= TEXT UNDER STUDY =
Calais Votes Against Retail Recreational Marijuana Sales

By Lura Jackson


The City of Calais will not allow recreational retail marijuana sales following a public hearing and vote on Thursday, September 27th. While the 6-1 vote against the ordinance was decisive, the discussion yielded pros and cons. The medicinal marijuana outlets will continue operations without interruption.

Resident Thomas Webster opened the public comment. “I think we should just forget about it.” Webster referenced how the city police force is currently engaged in other pursuits and adding another potential concern wouldn’t be prudent. “And it’s still against federal law.” Mayor Billy Howard pointed out that most laws enforced by the city police are state laws, which Police Chief David Randall affirmed.

Some present questioned what the proceeds generated by the ordinance would be and how they would be distributed. Councilor Artie Mingo said that the state was no longer including a five percent local share from the sales tax, leaving personal property tax and licensing fee as the sources for revenue. The ordinance proposed a $5,000 licensing fee, which City Manager Porter said would go into the general fund to be used at the discretion of the council for related expenses, and which would “ease the tax burden” overall.

= ASSIGNMENT =
Summarize the Calais vote article in two sentences. Rely only on the Calais vote article.

[Referring expression data]
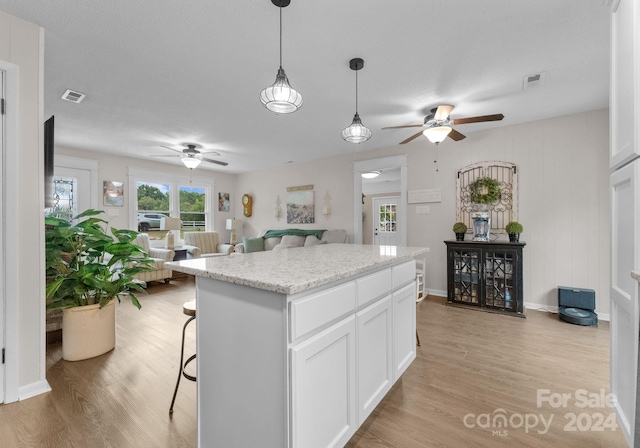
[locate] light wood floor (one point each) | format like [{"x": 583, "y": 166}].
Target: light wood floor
[{"x": 470, "y": 362}]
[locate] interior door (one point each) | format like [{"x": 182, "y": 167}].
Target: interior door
[
  {"x": 385, "y": 221},
  {"x": 2, "y": 251},
  {"x": 625, "y": 251}
]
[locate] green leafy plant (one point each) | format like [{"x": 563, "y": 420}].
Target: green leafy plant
[
  {"x": 86, "y": 266},
  {"x": 484, "y": 190},
  {"x": 459, "y": 227},
  {"x": 513, "y": 227}
]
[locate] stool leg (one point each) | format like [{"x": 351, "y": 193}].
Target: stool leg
[{"x": 175, "y": 392}]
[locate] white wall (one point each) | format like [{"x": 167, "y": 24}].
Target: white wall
[
  {"x": 333, "y": 174},
  {"x": 113, "y": 167},
  {"x": 563, "y": 199},
  {"x": 22, "y": 43}
]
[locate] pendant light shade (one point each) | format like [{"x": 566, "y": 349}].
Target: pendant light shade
[
  {"x": 356, "y": 132},
  {"x": 280, "y": 97},
  {"x": 190, "y": 162},
  {"x": 437, "y": 134}
]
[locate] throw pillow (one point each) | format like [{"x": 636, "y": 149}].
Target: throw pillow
[
  {"x": 293, "y": 240},
  {"x": 253, "y": 244}
]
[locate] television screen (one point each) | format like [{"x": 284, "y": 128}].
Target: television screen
[{"x": 48, "y": 163}]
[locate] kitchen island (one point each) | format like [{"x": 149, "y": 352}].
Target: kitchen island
[{"x": 297, "y": 346}]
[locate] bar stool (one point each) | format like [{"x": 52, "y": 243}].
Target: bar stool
[{"x": 188, "y": 308}]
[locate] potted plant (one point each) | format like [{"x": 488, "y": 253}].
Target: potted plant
[
  {"x": 459, "y": 229},
  {"x": 87, "y": 270},
  {"x": 482, "y": 192},
  {"x": 514, "y": 229}
]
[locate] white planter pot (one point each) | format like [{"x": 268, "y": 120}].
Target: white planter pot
[{"x": 88, "y": 331}]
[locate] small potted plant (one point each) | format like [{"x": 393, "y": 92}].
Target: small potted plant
[
  {"x": 87, "y": 270},
  {"x": 459, "y": 229},
  {"x": 514, "y": 229}
]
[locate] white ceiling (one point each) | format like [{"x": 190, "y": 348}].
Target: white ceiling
[{"x": 170, "y": 73}]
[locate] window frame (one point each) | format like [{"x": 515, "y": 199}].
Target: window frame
[{"x": 175, "y": 181}]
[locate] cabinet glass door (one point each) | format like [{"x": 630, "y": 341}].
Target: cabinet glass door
[
  {"x": 466, "y": 275},
  {"x": 499, "y": 272}
]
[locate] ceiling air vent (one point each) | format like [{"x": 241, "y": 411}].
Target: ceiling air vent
[
  {"x": 535, "y": 80},
  {"x": 73, "y": 96}
]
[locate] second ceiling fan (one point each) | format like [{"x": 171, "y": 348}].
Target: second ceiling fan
[{"x": 438, "y": 125}]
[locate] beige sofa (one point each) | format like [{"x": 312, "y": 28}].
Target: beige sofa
[
  {"x": 205, "y": 244},
  {"x": 288, "y": 241},
  {"x": 160, "y": 256}
]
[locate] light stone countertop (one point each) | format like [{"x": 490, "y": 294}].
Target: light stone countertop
[{"x": 294, "y": 270}]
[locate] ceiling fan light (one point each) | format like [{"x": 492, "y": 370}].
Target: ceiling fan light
[
  {"x": 371, "y": 174},
  {"x": 356, "y": 132},
  {"x": 280, "y": 97},
  {"x": 191, "y": 162},
  {"x": 437, "y": 134}
]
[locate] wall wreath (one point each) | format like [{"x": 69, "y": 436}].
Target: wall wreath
[{"x": 484, "y": 190}]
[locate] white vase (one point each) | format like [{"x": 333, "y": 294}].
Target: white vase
[{"x": 88, "y": 331}]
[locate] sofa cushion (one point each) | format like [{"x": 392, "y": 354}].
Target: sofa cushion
[
  {"x": 270, "y": 243},
  {"x": 293, "y": 240},
  {"x": 253, "y": 244}
]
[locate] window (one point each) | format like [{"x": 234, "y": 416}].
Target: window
[
  {"x": 64, "y": 202},
  {"x": 161, "y": 195},
  {"x": 192, "y": 207}
]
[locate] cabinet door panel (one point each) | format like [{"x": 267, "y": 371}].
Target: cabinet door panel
[
  {"x": 404, "y": 329},
  {"x": 323, "y": 390},
  {"x": 375, "y": 363}
]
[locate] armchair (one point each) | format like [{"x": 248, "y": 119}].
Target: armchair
[
  {"x": 160, "y": 256},
  {"x": 205, "y": 244}
]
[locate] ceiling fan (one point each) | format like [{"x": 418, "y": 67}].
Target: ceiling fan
[
  {"x": 191, "y": 157},
  {"x": 438, "y": 125}
]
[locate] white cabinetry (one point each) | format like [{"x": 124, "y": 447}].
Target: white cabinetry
[
  {"x": 404, "y": 329},
  {"x": 323, "y": 388},
  {"x": 375, "y": 351}
]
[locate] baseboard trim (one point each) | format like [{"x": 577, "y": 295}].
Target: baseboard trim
[{"x": 33, "y": 389}]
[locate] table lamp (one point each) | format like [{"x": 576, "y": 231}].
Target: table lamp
[
  {"x": 234, "y": 225},
  {"x": 170, "y": 224}
]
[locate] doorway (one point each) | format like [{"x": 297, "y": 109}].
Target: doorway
[
  {"x": 385, "y": 221},
  {"x": 386, "y": 163}
]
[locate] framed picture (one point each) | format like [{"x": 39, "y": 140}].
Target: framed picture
[
  {"x": 113, "y": 193},
  {"x": 223, "y": 202},
  {"x": 300, "y": 205}
]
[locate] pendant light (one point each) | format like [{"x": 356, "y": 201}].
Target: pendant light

= EXERCISE ANSWER =
Calais will not allow recreational retail marijuana sales after a 6-1 vote against the ordinance following a public hearing on Thursday, September 27th, while medicinal marijuana outlets will continue operating without interruption. During the discussion, resident Thomas Webster urged the city to forget about it, and Councilor Artie Mingo said the state no longer includes a five percent local share from the sales tax, leaving personal property tax and a licensing fee as the revenue sources.